__TEXT SEGMENT__
Today, as we’re getting ready for the most important elections since the advent of democracy, I am signing off my last issue of Leadership, as the time has come for me to take on new challenges in the Cape Media stable. 

Through Leadership, through those readers who have touched my life in some way or another, the many personalities we have featured in the magazine and an absolutely invaluable team, I have discovered my quest for leadership to be an inner search to determine another part of who I am – and what I really care about. 

You have all made me realise that the art of leadership comes with the mastery of the self, and you all have made me realise that leadership is everywhere. Leadership takes place every day, and leadership can come from anyone, regardless of whether you carry the title of manager, director, CEO or editor-in-chief – those are mere titles associated with management. 

And let’s not confuse management (or dictatorship for that matter) with leadership. Being a true leader transcends all that because the day we stop being a manager, director or CEO, we don’t stop being a leader. The day we start praising ourselves, as leaders, that’s when leadership ceases.

As the editor, I was challenged to define my values and principles more than ever in my quest to look deep within myself and, in turn, as it is expected of me (publishing this esteemed and insightful publication), recognise the potential of others and help them become leaders as well in another much bigger quest – that of sustainable and selfless leadership.

__LISTED ENTRIES__
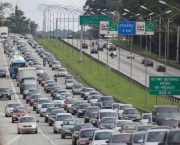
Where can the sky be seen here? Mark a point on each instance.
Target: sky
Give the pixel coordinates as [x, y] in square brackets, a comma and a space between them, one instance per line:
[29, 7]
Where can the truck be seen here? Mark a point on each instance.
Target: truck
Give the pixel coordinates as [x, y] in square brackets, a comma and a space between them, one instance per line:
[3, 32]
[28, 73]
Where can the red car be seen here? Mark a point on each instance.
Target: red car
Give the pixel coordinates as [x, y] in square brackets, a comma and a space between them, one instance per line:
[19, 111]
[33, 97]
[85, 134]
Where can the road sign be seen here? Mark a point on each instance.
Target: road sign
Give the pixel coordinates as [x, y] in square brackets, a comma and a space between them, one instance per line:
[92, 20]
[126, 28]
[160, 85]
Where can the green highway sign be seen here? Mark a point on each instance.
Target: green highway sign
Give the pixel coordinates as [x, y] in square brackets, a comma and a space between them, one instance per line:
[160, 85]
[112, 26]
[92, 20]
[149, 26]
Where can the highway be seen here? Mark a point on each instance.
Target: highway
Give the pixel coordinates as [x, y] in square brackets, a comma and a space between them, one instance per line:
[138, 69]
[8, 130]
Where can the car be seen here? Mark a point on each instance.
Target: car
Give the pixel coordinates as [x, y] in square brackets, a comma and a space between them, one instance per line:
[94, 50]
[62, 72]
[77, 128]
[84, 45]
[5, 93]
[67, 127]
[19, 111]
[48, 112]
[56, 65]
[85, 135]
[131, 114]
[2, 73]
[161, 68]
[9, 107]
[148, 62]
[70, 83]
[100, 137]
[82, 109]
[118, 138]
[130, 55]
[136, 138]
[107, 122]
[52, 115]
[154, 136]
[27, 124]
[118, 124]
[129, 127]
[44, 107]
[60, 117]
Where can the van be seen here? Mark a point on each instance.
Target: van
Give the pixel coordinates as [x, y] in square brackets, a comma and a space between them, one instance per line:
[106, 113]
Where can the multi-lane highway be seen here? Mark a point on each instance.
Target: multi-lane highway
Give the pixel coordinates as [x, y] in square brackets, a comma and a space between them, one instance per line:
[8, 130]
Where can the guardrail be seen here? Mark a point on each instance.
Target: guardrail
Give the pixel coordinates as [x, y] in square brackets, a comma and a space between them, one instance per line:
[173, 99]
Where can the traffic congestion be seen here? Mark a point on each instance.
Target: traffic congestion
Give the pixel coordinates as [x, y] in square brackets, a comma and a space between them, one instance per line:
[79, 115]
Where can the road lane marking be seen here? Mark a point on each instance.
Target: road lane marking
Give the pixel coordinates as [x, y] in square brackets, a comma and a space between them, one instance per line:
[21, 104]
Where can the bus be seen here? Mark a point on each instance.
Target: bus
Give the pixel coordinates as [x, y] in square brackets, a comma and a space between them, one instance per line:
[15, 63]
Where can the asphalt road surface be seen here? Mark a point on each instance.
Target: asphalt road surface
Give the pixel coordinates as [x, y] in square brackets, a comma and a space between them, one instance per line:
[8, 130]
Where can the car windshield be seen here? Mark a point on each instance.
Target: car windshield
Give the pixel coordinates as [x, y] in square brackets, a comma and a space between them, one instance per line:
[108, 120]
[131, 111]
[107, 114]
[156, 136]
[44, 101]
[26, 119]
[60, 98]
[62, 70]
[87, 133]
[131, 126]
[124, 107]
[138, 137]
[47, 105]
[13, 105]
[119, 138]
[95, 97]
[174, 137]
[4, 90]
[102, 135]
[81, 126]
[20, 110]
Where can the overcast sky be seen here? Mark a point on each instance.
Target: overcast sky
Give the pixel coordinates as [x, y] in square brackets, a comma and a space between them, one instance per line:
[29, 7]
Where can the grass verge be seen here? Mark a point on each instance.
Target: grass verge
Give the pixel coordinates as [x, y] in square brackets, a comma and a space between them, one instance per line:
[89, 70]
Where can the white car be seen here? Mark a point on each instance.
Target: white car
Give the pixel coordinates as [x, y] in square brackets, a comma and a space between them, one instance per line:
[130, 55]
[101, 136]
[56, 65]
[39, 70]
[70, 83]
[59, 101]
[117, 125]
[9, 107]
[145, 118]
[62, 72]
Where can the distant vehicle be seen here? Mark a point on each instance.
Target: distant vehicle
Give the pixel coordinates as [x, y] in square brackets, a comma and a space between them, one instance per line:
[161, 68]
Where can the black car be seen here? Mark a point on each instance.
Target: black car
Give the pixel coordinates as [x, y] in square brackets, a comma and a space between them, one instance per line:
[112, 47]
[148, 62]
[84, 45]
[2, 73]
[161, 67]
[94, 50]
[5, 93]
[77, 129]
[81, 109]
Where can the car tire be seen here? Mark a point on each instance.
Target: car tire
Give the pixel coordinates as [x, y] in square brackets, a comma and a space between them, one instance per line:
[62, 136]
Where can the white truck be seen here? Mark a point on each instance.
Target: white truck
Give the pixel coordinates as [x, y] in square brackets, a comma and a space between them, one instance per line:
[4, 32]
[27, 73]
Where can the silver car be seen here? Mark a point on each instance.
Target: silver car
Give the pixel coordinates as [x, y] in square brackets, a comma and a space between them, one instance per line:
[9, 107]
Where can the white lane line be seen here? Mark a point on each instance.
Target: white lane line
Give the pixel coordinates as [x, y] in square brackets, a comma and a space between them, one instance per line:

__REQUIREMENT A__
List every job title that the farewell piece on leadership names as a mere title associated with management.
__REQUIREMENT B__
Write out the passage of the farewell piece on leadership between "Through Leadership, through" and "associated with management.", inclusive.
The listing is not needed for this work.

__TASK RESULT A__
manager, director, CEO, editor-in-chief

__TASK RESULT B__
Through Leadership, through those readers who have touched my life in some way or another, the many personalities we have featured in the magazine and an absolutely invaluable team, I have discovered my quest for leadership to be an inner search to determine another part of who I am – and what I really care about. 

You have all made me realise that the art of leadership comes with the mastery of the self, and you all have made me realise that leadership is everywhere. Leadership takes place every day, and leadership can come from anyone, regardless of whether you carry the title of manager, director, CEO or editor-in-chief – those are mere titles associated with management.